Фрагмент страницы ▸
Он дружил и выставлялся с самыми что ни на есть настоящими «дикими», но его фовизм, в отличие от Матисса, Дерена, Дюфи, Руо и других собратьев, был скорее соглашательским, приятельским, чем программным. Разница прежде всего в цвете. Даже самые яркие полотна Марке – тихий вздох моря по сравнению с бурными штормами на холстах его друзей. Об этом прекрасно напишет Валентин Катаев, посетивший Марке в его мастерской: «Ведь это он научил художников передавать воду белилами. Ведь это он с необычайной смелостью ввел употребление натурального черного цвета в то время, когда Париж, а за ним и весь мир сходил с ума от изощренной техники импрессионистов, разлагавших основной цвет на тысячи составных частей. Ведь это он наглядно показал, что цвет – это эпитет, который может с предельной, лапидарной, почти научной точностью определить качество предмета – будь то чугунная ограда Сены, буксирный пароход или куст боярышника на сельской меже».

Катаев в своем восхищении Марке не был одинок. Открытых русских сезаннистов было, конечно, больше, но поклонники Марке, видевшие его работы в щукинской и морозовской коллекциях, пронесли это знание далеко вглубь XX века. Об этом на московской выставке будет отдельная часть экспозиции: произведения выпускников ВХУТЕМАСа – ВХУТЕИНа 1920‐х годов, представителей московской группы «13» и ленинградского объединения «Круг художников» как медиаторов сакрального знания о раннем французском модернисте.

Популярности (а значит, и большей разрешенности) Марке в СССР способствовали и главный культуртрегер франко-русского пространства Илья Эренбург, и, конечно, приезд самого Марке в СССР в 1934 году. Эренбург вспоминал об их первой встрече: «Я не видел художника скромнее, чем Альбер Марке. Слава ему претила. Когда его хотели сделать академиком, он чуть было не заболел, протестовал, умолял забыть о нем. Да и не пробовал он никого ниспровергать, не писал манифестов или деклараций. В молодости на несколько лет он примкнул к группе «диких», но не потому, что соблазнился их художественными канонами, – не хотел обидеть своего друга Матисса. Он не любил спорить, прятался от журналистов. При первом знакомстве сказал с виноватой улыбкой: «Вы меня простите… Я умею разговаривать только кистями…» И свидетельствовал потом об интересе Марке к стране коммунистов: «Когда он вернулся в Париж, его спрашивали, правда ли, что в Советском Союзе ад. Он отвечал, что мало разбирается в политике, никогда в жизни не голосовал: «А в России мне понравилось. Подумайте – большое государство, где деньги не решают судьбу человека! Разве это не замечательно?.. Потом, там, кажется, нет Академии художеств, во всяком случае, никто мне о ней не говорил…» (Академия художеств была восстановлена незадолго до того, как Марке приехал в Ленинград; но он увидел Неву, рабочих, школьников – академиков не успел заметить.)

Условие упражнения ▸ Допишите следующую часть отрывка об Альбере Марке, начав сразу после его последнего предложения. Приведенный далее список никак не связан с отрывком об Альбере Марке.

Список записей ▸
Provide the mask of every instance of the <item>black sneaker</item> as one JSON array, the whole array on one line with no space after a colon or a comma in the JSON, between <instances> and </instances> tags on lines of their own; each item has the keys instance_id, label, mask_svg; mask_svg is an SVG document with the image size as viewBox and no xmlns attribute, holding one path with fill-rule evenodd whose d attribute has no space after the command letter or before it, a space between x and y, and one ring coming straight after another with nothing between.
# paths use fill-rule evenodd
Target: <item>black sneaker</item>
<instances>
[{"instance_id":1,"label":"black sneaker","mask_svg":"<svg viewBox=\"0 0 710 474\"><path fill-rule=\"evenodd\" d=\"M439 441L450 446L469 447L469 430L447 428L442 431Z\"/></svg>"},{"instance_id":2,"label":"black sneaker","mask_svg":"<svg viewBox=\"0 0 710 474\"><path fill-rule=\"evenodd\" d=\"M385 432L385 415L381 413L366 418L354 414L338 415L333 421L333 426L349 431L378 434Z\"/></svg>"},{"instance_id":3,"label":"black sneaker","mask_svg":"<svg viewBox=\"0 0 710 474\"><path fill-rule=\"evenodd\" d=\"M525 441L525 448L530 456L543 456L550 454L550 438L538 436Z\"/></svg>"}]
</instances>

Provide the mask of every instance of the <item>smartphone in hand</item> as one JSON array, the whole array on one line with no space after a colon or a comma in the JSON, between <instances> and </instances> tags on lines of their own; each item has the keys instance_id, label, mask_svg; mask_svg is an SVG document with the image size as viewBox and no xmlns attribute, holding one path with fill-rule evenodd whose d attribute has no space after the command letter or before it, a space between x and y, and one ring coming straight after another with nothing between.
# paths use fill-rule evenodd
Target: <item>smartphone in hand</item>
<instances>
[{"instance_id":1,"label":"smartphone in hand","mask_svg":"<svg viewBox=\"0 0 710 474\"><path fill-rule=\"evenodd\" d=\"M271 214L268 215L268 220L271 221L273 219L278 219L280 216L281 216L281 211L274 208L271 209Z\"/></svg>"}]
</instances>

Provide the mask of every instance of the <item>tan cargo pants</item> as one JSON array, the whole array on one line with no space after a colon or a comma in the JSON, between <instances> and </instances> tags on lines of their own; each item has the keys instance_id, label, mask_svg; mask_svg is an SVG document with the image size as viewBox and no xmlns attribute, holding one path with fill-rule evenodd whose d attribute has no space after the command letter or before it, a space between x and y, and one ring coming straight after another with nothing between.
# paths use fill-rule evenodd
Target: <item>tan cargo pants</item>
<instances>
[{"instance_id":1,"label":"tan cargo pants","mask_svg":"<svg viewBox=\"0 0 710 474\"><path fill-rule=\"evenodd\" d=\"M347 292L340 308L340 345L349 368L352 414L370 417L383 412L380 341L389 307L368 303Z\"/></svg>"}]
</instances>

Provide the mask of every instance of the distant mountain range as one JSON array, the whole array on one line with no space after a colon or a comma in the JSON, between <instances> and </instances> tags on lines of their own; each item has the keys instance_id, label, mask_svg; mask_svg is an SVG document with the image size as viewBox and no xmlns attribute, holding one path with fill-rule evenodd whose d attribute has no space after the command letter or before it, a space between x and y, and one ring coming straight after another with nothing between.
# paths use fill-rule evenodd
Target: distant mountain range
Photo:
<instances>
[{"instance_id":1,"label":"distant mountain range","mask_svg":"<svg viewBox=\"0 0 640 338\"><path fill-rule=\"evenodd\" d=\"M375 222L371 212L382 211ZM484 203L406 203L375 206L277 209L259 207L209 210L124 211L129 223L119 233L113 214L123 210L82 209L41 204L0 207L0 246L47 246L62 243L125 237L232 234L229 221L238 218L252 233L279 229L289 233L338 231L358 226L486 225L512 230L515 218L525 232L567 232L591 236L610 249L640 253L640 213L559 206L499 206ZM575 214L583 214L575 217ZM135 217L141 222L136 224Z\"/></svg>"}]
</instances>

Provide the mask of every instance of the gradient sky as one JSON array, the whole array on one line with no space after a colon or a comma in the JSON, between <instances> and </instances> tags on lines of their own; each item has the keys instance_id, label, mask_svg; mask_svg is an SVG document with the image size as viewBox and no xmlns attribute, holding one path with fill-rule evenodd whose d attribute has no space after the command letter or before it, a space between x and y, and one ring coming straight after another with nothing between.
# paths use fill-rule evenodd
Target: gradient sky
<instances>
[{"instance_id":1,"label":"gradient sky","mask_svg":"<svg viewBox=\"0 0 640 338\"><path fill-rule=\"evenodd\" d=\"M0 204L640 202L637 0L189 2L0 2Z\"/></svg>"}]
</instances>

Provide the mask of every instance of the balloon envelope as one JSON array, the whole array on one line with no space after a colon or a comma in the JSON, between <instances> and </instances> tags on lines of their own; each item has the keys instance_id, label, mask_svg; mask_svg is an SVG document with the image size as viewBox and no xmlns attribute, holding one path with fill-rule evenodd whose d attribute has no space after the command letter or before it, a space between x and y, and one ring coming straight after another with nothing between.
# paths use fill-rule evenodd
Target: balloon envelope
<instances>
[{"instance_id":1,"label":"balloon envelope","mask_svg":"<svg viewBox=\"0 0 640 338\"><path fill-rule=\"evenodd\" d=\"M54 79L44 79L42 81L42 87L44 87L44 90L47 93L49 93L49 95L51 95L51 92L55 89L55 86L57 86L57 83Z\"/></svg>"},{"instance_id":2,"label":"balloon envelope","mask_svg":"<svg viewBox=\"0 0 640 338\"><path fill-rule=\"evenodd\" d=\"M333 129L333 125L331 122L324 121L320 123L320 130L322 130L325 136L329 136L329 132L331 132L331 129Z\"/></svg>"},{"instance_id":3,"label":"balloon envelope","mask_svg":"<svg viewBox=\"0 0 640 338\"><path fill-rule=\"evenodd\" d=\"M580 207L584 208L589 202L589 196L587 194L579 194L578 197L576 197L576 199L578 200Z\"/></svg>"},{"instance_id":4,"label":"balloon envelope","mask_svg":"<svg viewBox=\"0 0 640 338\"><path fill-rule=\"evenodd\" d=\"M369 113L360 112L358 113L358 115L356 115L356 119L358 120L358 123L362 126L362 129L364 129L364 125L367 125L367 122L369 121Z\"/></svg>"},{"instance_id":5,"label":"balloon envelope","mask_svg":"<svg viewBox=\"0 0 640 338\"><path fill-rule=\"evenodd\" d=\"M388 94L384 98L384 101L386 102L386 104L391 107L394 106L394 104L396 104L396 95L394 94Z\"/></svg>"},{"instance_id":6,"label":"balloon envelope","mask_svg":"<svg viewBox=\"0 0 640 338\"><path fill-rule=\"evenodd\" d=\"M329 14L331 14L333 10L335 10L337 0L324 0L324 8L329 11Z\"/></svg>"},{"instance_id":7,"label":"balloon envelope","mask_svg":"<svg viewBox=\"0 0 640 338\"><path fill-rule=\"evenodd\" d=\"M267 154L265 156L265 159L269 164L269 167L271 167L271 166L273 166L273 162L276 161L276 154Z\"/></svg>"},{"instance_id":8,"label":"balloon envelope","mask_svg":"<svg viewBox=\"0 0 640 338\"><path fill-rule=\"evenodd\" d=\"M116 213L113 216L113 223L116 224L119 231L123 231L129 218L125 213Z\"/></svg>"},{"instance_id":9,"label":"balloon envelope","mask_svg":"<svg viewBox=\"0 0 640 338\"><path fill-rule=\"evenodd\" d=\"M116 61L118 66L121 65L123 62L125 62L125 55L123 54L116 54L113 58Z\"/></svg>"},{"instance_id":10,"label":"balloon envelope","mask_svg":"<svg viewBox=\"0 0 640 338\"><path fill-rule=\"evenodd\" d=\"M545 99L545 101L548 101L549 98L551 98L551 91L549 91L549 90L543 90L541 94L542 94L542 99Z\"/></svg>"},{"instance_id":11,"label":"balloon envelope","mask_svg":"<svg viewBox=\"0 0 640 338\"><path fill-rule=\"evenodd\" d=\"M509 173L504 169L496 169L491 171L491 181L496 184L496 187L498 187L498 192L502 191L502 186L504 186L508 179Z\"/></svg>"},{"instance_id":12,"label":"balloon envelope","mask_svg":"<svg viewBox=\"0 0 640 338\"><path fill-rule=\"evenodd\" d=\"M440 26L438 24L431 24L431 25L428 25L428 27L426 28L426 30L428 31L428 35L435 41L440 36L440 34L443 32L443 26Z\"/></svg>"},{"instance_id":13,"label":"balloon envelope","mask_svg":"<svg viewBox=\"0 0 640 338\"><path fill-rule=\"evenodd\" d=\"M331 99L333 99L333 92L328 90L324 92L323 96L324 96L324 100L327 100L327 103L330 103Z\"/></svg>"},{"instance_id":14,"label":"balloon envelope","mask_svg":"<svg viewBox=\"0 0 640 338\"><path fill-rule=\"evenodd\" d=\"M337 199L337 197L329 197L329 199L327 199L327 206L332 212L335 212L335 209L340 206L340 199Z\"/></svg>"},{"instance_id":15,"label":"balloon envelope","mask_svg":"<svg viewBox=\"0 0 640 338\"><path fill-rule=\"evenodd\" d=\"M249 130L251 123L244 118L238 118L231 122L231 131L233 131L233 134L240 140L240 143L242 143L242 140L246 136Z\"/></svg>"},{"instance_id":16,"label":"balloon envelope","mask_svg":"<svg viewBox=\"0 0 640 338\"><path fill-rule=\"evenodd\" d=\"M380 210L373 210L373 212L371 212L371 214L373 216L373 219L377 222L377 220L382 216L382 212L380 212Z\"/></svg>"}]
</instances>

Результат упражнения ▸
Про политику Марке, конечно, немного лукавил. Он, может, и не голосовал, но ввязался в политику тогда, когда почувствовал, что иначе нельзя остаться достойным человеком: в 1938 году он подписал письмо протеста против преследования немецких интеллектуалов нацистами. В 1940‐м уехал из Парижа в Алжир, опасаясь преследований за это письмо, тогда же отказался от участия в Салоне Тюильри, потому что от художников требовали сертификат о «непринадлежности к еврейской расе». В 1942‐м в Алжире он организовывал продажу работ в пользу Сопротивления, а в 1943‐м дарил генералу де Голлю свои картины в знак восхищения. Наконец, в 1946 году он вернулся в Париж и помогал еврейским детям и военнопленным. И да, он еще успел отклонить предложение вступить в запятнавшую себя коллаборационизмом Академию и потребовать ее роспуска.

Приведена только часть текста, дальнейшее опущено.